Give me a few weeks and I will make a more detailed test of the knife. First impressions are positive.

EDIT: if that 7" Muteki on KSF were not sold already, I would have bought it too. Great shape and size.


----------



## Mucho Bocho (Dec 6, 2014)

I've had mine for about two weeks now:

172 blade length
41mm heel hight
143g weight
Balance is right in front of the handle

This is my first Carter. I was expecting a great cutter with low fit and finish and that's exactly what I got.

The spine had such a sharp burr on it it almost cut my hand, certainly could have with enough pressure. The choil was also very rough. Not a big deal cause I've preformed this procedure on many other knives: Takeda, Moritaka, Tadfusa. Only took about an hours worth of hand work. with file and paper. I

'm usually a WA guy but as Matus pointed out, the handle has a nice hand feel.

The blade came good and sharp OOTB. Has a decent flat spot to the profile for small knife but rocks well too. 

I would describe this knife as being scrappy. Its hard to describe but as Matus said its a "cooks knife". Its small but not tiny but is profiled like a larger sized knife. It has some weight, isn't t crazy thin behind the edge, nor is it thick. It has perfectly ground faces, no waves, just a fluid consistent reflection of light. It's a knife you just grab and get into to work.

I prefer tall, very light and thin behind the edge knives. But this Carter is more like a mini-workhorse. The White core is very hard and as one would imagine and keeps a nice edge.

I was holding out for a Gengetsu in a sub-210 length, but I'm really happy this Carter popped up. Its exactly what my kit was missing. 

A sub 210 heavy gyuto, with a tall heel, in sanmai Carter White/stainless. The core is starting to get a nice contrasting patina too. 

Me likey.


----------



## Mucho Bocho (Dec 6, 2014)




----------



## Pensacola Tiger (Dec 6, 2014)

Mucho Bocho said:


> I've had mine for about two weeks now:
> 
> 172 blade length
> 41mm heel hight
> ...



Nice catch!


----------



## mark76 (Dec 9, 2014)

In case someone is interested: Carter put up a new batch on his site. http://www.cartercutlery.com/muteki-kitchen/


----------



## Matus (Dec 10, 2014)

Just a heads up - I have been using my Muteki quite a bit recently and hope to have review before Christmas. So far the knife makes very good impression.


----------



## johnstoc (Dec 10, 2014)

These look tempting. I'm almost ashamed of the fact that I live ~10 minutes from both Carter's shop and Knives Ship Free storefront. Need to pay them a visit, though my wallet might take a serious hit... Thanks for sharing!


----------



## marcf (Dec 10, 2014)

Especially for the longer lengths, those look like a deal.


----------



## Matus (Dec 14, 2014)
☆ ☆ ☆ ☆ ☆ ☆ ☆
Exercises
(a) Using the Carter knife thread, decide whether each statement agrees with it: (i) Mucho Bocho's knife weighs 143g. (ii) The blade arrived dull out of the box. (iii) Cleaning up the spine and choil took about a day. For each, answer yes or no and quote the words that settle it.
(b) In the Carter knife thread, how far does johnstoc live from Carter's shop?
(c) Write the next part of the Carter knife thread, picking up right after its last line.
The lines after this point come from a different source.

Provided material
☆ ☆ ☆ ☆ ☆ ☆ ☆
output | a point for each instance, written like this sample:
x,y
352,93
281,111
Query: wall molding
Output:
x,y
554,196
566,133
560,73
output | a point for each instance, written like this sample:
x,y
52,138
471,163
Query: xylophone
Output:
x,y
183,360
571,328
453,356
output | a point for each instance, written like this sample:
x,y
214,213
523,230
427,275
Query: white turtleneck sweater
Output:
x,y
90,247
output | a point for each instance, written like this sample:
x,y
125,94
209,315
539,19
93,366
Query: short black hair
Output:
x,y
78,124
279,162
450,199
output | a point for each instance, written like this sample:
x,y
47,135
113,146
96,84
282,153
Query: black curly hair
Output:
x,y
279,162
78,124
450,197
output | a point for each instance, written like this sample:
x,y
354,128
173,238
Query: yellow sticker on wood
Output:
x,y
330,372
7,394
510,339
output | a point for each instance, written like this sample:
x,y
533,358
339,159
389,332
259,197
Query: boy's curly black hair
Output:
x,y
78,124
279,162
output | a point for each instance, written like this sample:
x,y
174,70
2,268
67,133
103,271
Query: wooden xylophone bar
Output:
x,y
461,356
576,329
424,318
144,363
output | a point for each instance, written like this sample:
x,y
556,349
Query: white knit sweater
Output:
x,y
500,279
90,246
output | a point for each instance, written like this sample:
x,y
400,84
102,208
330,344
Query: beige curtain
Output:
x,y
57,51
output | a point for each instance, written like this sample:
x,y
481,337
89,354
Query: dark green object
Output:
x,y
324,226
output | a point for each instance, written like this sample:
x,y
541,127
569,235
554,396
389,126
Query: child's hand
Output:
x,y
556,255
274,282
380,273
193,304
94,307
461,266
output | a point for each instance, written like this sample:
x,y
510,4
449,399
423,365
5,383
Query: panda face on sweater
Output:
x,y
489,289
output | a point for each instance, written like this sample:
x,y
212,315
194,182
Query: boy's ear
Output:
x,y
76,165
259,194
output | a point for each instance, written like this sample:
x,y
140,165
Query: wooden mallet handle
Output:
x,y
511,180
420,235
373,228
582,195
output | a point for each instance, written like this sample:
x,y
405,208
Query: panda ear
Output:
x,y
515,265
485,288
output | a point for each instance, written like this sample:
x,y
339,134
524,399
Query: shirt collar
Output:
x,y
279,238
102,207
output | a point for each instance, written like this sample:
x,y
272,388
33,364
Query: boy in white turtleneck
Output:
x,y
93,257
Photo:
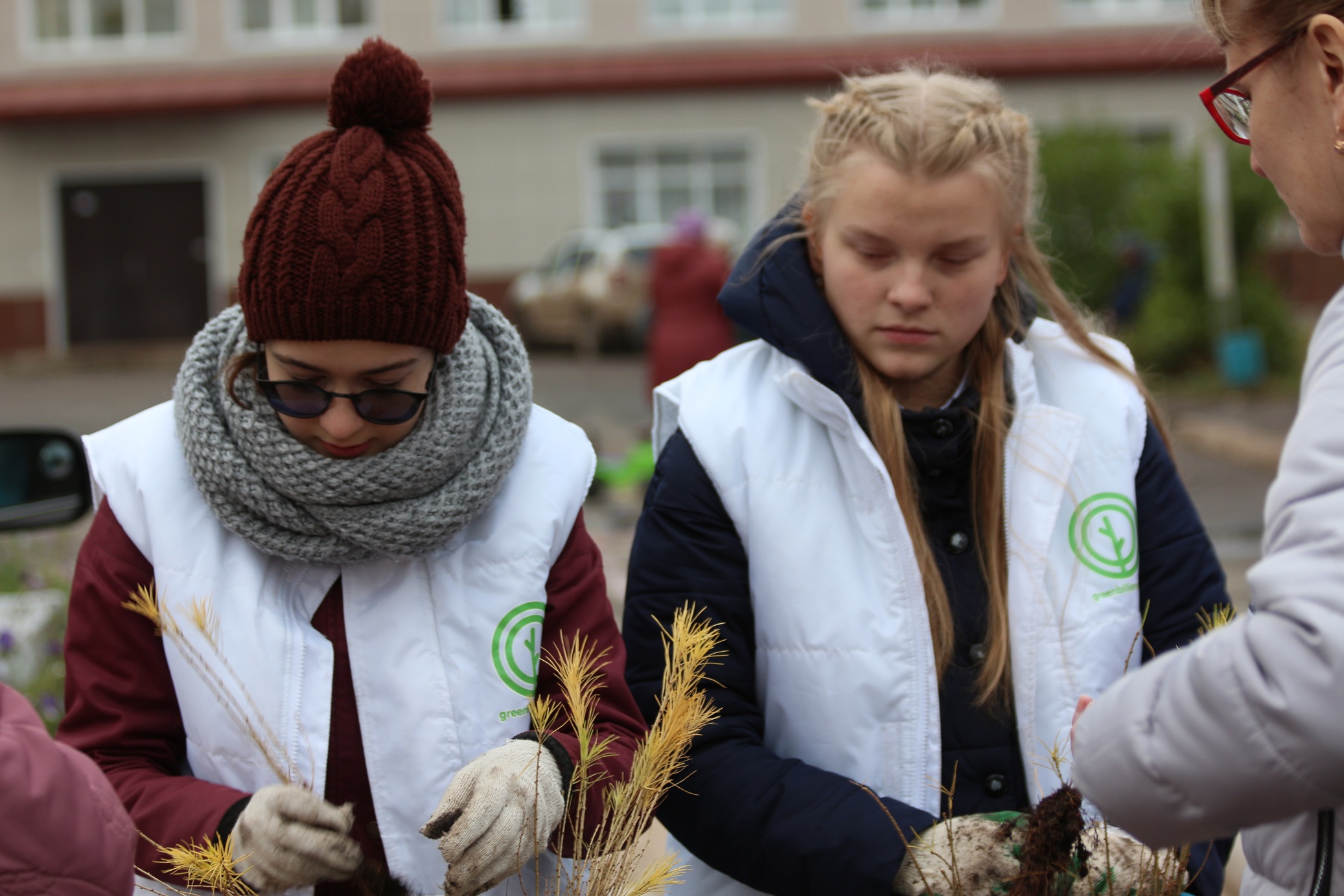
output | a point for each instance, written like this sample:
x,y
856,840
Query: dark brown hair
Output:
☆ ☆ ☆ ☆ ☆ ☆ ☆
Solved problems
(a)
(i) Yes: "143g weight"
(ii) No: "The blade came good and sharp OOTB."
(iii) No: "Only took about an hours worth of hand work."

(b) About 10 minutes.

(c)
A few photos of the Muteki I got:





Next to carbon clad funayuki from Carter:




BW conversion seems to show the difference in the surface finish better (and looks more artsy  ). Left: carbon clad funayuki, Right: stainless clad Muteki:




These two knives are staying with us :happymug:


----------



## XooMG (Dec 14, 2014)

Bloody hell...I was abstaining totally fine, but then one kinda resonated with me and I foolishly ordered it.


----------



## Lefty (Dec 14, 2014)

XooMG said:


> Bloody hell...I was abstaining totally fine, but then one kinda resonated with me and I foolishly ordered it.



Oh yeah. That's resonating all the way over here, in Canada too! Beauty.


----------



## SolidSnake03 (Dec 14, 2014)

Really like the wood used for the handles on these, how it gentle swirls from one color to the next is pretty neat!


----------



## XooMG (Dec 14, 2014)

Lefty said:


> Oh yeah. That's resonating all the way over here, in Canada too! Beauty.


Pretty sure it's just the ironwood talking, but it's one of my favorite-looking little knives to pop up on his site in a while. Actually saw it yesterday and checked a few times hoping someone would buy it and give me some peace, but nooooo. Hopefully it'll only need a little cleanup work.


SolidSnake03 said:


> Really like the wood used for the handles on these, how it gentle swirls from one color to the next is pretty neat!


Yeah, desert ironwood has become a little cliché for knives but the stuff really can be beautiful.


----------



## Matus (Dec 14, 2014)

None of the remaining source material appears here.